YOUR INSTRUCTIONS = Rewrite the section of the passage on the Danes in Ireland between "During the last" and "be rendered powerless.", inclusive, replacing "provincial king" with "regional king".

--- Start PASSAGE ---

Part 18 (1/2)
And, what is more remarkable still, is, that the Dal Riada colony received constant help from their brothers in Erin, and the first of the dynasty of Scottish kings, in the person of Kenneth McAlpine, was actually set on the throne of Scotland by the arms of the Irish warriors, who, not satisfied apparently with their constant conflicts with the Danes on their own soil, pa.s.sed over the Eastern Sea to the neighboring coast of Great Britain.
During the last forty years of the tenth century the Danes lived in Ireland as though they belonged to the soil. If they waged war against some provincial king, they became the allies of others. When clan fought clan, Danes were often found on both sides, or if on one only, they soon joined the other. They had been brought to embrace the manners of the natives, and to adopt many of their customs and habits. Yet there always remained a lurking distrust, more or less marked, between the two races; and it was clear that Ireland could never be said to have escaped the danger of subjugation until the Scandinavian element should be rendered powerless.
This antipathy on both sides existed very early even in Church affairs, the Christian natives being looked upon with a jealous eye by the Christian Danes; so that, toward the middle of the tenth century, the Danes of Dublin having succeeded in obtaining a bishop of their own nation, they sent him to England to be consecrated by Lanfranc, the Archbishop of Canterbury, and for a long time the see of Dublin was placed under the jurisdiction of Lanfranc's successors.
This grew into a serious difficulty for Ireland, as the capital of Leinster began to be looked upon as depending, at least spiritually, on England; and later on, at the time of the invasion under Strongbow, the establishment of the English Pale was considerably facilitated by such an arrangement, to which Rome had consented only for the spiritual advantage of her Scandinavian children in Ireland.
And the Irish were right in distrusting every thing foreign on the soil, for, even after becoming Christians, the Danes could not resist the temptation of making a last effort for the subjugation of the country.
Hence arose their last general effort, which resulted in their final overthrow at Clontarf. It does not enter into our purpose to give the story of that great event, known in all its details to the student of Irish history. It is not for us to trace the various steps by which Brian Boru mounted to supreme power, and superseded Malachi, to relate the many partial victories he had already gained over the Northmen, nor to allude to his splendid administration of the government, and the happiness of the Irish under his sway.

--- End PASSAGE ---
--- Start PROVIDED DATA ---

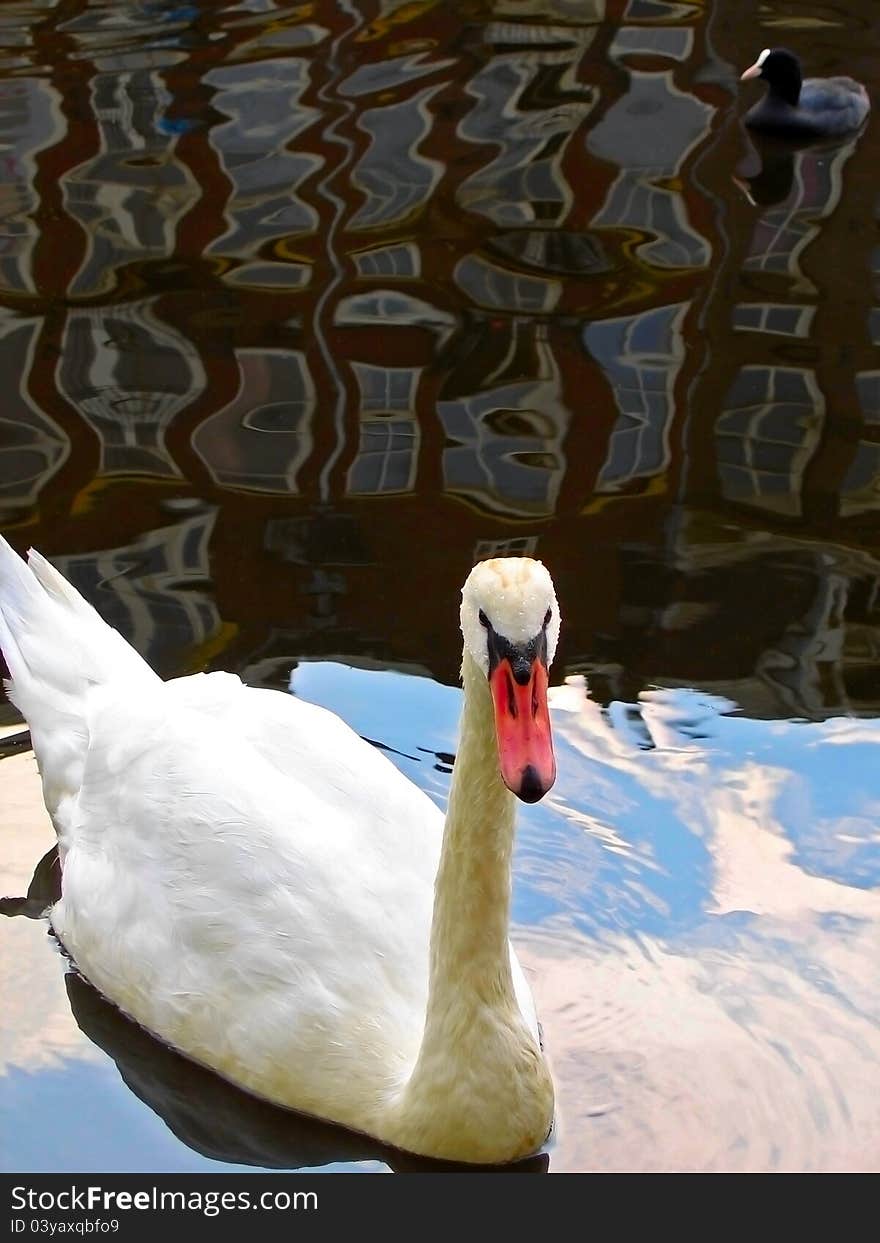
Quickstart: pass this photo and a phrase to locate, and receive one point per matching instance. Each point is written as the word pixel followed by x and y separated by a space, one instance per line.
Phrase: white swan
pixel 260 888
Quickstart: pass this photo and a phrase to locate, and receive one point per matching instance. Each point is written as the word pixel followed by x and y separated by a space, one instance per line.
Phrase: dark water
pixel 303 308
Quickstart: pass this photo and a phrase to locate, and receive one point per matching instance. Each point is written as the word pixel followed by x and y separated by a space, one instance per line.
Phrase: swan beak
pixel 522 725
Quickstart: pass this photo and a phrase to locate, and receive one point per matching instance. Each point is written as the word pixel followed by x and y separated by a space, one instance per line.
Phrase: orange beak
pixel 522 726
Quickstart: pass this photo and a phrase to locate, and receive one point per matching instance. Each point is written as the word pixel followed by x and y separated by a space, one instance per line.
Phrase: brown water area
pixel 303 310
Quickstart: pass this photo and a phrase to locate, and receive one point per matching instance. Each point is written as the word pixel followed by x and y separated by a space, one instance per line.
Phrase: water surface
pixel 303 308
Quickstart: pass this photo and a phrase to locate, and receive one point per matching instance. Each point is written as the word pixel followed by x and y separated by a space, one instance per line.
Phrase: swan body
pixel 266 893
pixel 803 108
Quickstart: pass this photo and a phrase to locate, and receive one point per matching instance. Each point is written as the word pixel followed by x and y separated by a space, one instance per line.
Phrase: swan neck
pixel 472 891
pixel 479 1089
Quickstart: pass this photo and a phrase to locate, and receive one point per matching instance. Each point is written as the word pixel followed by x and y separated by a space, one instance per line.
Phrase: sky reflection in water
pixel 306 308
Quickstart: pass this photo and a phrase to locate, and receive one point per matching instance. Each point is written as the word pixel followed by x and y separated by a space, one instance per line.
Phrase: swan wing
pixel 274 929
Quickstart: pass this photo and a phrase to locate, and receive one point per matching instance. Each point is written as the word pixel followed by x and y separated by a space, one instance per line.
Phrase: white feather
pixel 242 874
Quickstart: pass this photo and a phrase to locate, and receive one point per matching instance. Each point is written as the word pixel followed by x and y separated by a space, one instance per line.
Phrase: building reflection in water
pixel 303 308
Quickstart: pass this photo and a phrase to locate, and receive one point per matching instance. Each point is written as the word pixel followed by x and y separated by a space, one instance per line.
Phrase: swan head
pixel 510 622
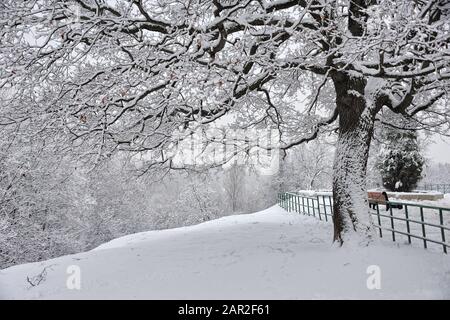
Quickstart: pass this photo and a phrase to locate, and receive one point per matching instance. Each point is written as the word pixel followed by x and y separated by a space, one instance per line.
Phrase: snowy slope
pixel 267 255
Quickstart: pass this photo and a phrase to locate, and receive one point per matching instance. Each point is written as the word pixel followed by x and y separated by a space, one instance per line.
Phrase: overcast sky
pixel 439 151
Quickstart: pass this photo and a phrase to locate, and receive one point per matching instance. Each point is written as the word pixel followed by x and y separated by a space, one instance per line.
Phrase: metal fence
pixel 428 225
pixel 444 188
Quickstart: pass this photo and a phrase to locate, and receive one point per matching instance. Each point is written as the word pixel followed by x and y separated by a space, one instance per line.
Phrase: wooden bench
pixel 377 198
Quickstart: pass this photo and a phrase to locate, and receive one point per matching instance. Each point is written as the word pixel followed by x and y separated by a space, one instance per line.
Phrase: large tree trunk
pixel 356 121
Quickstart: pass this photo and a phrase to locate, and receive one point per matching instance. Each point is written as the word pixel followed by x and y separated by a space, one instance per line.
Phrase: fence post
pixel 407 223
pixel 324 208
pixel 441 220
pixel 318 207
pixel 423 228
pixel 379 221
pixel 392 222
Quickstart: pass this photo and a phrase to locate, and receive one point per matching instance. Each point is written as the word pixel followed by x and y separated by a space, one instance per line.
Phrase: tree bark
pixel 351 215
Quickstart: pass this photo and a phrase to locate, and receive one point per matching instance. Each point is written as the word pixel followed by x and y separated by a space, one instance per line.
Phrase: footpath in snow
pixel 271 254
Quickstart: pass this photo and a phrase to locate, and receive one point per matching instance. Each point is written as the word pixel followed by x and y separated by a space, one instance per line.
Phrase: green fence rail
pixel 444 188
pixel 429 225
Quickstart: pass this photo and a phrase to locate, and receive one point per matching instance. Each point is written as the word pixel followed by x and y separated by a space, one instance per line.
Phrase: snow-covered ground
pixel 267 255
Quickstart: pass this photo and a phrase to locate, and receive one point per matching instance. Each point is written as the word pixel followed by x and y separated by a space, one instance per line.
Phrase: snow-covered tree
pixel 400 161
pixel 139 75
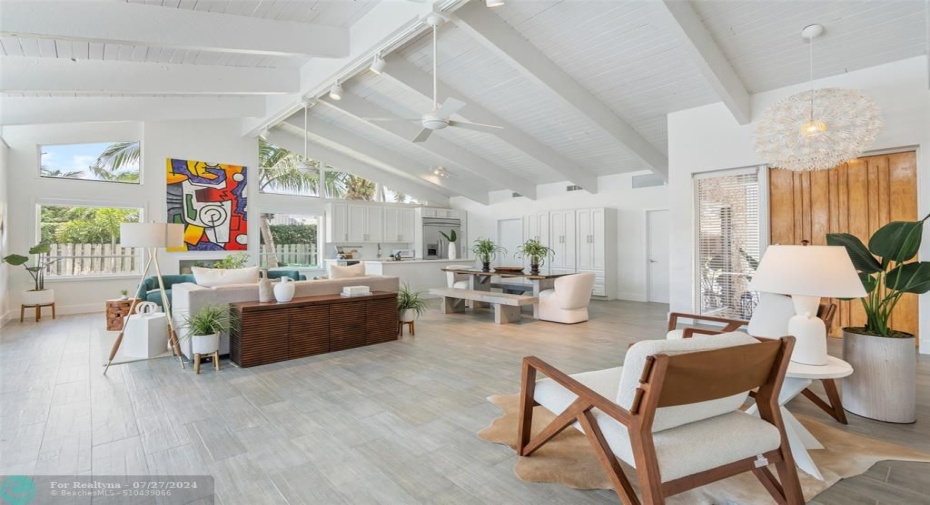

--- End PROVIDED DATA ---

RESPONSE TO THIS EXERCISE =
During the last forty years of the tenth century the Danes lived in Ireland as though they belonged to the soil. If they waged war against some regional king, they became the allies of others. When clan fought clan, Danes were often found on both sides, or if on one only, they soon joined the other. They had been brought to embrace the manners of the natives, and to adopt many of their customs and habits. Yet there always remained a lurking distrust, more or less marked, between the two races; and it was clear that Ireland could never be said to have escaped the danger of subjugation until the Scandinavian element should be rendered powerless.